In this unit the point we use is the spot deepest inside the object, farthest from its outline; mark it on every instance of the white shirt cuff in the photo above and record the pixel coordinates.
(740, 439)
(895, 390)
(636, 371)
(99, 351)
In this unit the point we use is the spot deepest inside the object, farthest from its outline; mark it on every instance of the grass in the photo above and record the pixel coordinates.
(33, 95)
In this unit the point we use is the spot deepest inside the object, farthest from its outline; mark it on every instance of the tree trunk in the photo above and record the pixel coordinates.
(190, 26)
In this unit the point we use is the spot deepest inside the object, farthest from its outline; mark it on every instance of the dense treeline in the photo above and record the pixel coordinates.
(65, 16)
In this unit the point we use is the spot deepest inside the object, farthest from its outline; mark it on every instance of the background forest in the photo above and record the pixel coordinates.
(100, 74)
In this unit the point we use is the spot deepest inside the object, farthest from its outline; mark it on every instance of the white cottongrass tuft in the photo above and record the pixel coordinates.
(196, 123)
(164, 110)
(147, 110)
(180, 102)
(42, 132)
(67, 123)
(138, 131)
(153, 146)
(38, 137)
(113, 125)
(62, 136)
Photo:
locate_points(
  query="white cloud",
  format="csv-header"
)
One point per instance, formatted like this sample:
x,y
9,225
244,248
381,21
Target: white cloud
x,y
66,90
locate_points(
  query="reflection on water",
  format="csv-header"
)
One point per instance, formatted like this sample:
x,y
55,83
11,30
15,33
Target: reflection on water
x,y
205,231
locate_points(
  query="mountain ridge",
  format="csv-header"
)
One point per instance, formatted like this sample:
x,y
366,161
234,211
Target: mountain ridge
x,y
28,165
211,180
══════════
INSTRUCTIONS FOR THE TASK: Which lines in the entries above contain "query"? Pull each of them out.

WRITTEN RESPONSE:
  query="white cloud",
  query="reflection on water",
  query="mountain ridge",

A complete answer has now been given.